### Aangeleverde tekst
- - - - -

Veiligheidsregio Utrecht (brandweer)
In het kader van het vooroverleg heeft de veiligheidsregio Utrecht (brandweer) op 31 december 2019 een reactie ingediend. Zie: Bijlage 20. De veiligheidsregio adviseert positief over het plan, maar plaatst op een aantal punten opmerkingen. Twee opmerkingen zien op de ruimtelijke onderbouwing van het bestemmingsplan en vijf opmerkingen zien op de nadere uitwerking van het bestemmingsplan.
Ruimtelijke onderbouwing
Nadere uitwerking
Reactie gemeente
Ruimtelijke onderbouwing
Ad a: deze kwantificering volgt uit (de toelichting bij) het geldende bestemmingsplan. Ten opzichte van dit bestemmingsplan neemt de personendichtheid niet toe. Het aantal wooneenheden dat op basis van onderhavig bestemmingsplan mogelijk is, is niet toegenomen ten opzichte van het geldende bestemmingsplan. Er is dus ook geen aanleiding om een nieuwe berekening uit te laten voeren.
Ad b: deze passage in de toelichting is aangepast.

- - - - -

Items uit de dataset:
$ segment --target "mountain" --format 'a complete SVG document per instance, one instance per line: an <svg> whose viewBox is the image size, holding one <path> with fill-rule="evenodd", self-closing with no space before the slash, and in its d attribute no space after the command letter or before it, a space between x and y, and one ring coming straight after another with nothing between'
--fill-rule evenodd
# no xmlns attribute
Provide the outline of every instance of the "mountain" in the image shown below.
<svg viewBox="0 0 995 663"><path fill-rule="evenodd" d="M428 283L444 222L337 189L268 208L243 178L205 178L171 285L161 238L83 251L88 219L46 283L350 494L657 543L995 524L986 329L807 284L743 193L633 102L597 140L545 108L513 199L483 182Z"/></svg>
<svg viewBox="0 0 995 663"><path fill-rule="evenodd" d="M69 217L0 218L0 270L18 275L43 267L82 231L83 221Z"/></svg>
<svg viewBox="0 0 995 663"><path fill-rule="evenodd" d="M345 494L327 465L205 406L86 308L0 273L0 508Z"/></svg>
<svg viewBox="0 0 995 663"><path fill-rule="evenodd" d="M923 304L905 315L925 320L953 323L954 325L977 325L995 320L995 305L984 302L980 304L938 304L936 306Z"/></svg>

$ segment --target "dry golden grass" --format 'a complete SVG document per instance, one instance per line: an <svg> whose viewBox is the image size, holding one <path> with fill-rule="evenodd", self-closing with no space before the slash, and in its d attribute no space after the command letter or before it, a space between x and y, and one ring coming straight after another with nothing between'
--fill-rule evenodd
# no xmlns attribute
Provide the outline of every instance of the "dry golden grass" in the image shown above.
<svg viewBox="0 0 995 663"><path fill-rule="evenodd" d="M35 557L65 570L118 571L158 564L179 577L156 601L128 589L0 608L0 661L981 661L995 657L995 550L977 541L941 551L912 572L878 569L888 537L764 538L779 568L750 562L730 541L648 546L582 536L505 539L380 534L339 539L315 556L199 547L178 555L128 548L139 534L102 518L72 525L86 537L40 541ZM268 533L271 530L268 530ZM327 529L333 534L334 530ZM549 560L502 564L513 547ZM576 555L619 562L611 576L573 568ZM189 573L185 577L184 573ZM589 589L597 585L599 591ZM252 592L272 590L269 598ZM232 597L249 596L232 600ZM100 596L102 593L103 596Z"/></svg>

- - - - -

### Opdrachten
1. Kun je de passage over de veiligheidsregio Utrecht in twee zinnen samenvatten?
2. Kloppen de volgende uitspraken volgens de passage over de veiligheidsregio Utrecht? Beantwoord elke uitspraak met ja of nee en citeer de woorden uit die passage die de doorslag geven.
(a) De veiligheidsregio adviseert negatief over het plan.
(b) Vijf opmerkingen van de veiligheidsregio gaan over de nadere uitwerking van het bestemmingsplan.
(c) De gemeente laat een nieuwe berekening uitvoeren.
3. Geef het vervolg van de passage over de veiligheidsregio Utrecht, te beginnen na de laatste zin.

### Antwoorden
1. De veiligheidsregio Utrecht (brandweer) diende op 31 december 2019 in het kader van het vooroverleg een reactie in en adviseert positief over het plan, met twee opmerkingen over de ruimtelijke onderbouwing en vijf over de nadere uitwerking van het bestemmingsplan. De gemeente reageert dat de personendichtheid en het aantal wooneenheden niet toenemen ten opzichte van het geldende bestemmingsplan, zodat er geen aanleiding is voor een nieuwe berekening, en dat de betreffende passage in de toelichting is aangepast.

2.
(a) Nee: "De veiligheidsregio adviseert positief over het plan"
(b) Ja: "vijf opmerkingen zien op de nadere uitwerking van het bestemmingsplan"
(c) Nee: "Er is dus ook geen aanleiding om een nieuwe berekening uit te laten voeren."

3.
Nadere uitwerking
Ad c: de handreiking bluswatervoorziening en bereikbaarheid van Brandweer Nederland is opgenomen in de toelichting. Bij de nadere uitwerking van het plan zal hiermee rekening worden gehouden.
Ad d: aan dit advies is reeds voldaan: aan de zijde van het Overdamspad zijn op twee plaatsen calamiteitendoorgangen gemaakt ter plaatse van de doorsteken voor het fietsverkeer. In de bestemming Groen is een calamiteitendoorgang expliciet mogelijk gemaakt.
Ad e: de CROW30 publicatie 164 a t/m d met als aanvulling CROW publicatie 165 en de handreiking bereikbaarheid en bluswatervoorziening vanuit Brandweer Nederland (2012) zijn opgenomen in de toelichting. Het civieltechnisch plan is uitgewerkt conform het ASVV van het CROW (aanbevelingen voor verkeersvoorzieningen binnen de bebouwde kom), waarin ook de normen voor hulpdiensten zijn verwerkt. In het voortraject heeft de gemeente met de Veiligheidsregio Utrecht overleg gehad over aanvalsroutes en opstelplaatsen. De noodzaak voor een secundaire blusvoorziening uit open water is uiteindelijk niet noodzakelijk bevonden. Met waterbedrijf Vitens is de locatie van de brandkranen afgestemd en door hen akkoord bevonden.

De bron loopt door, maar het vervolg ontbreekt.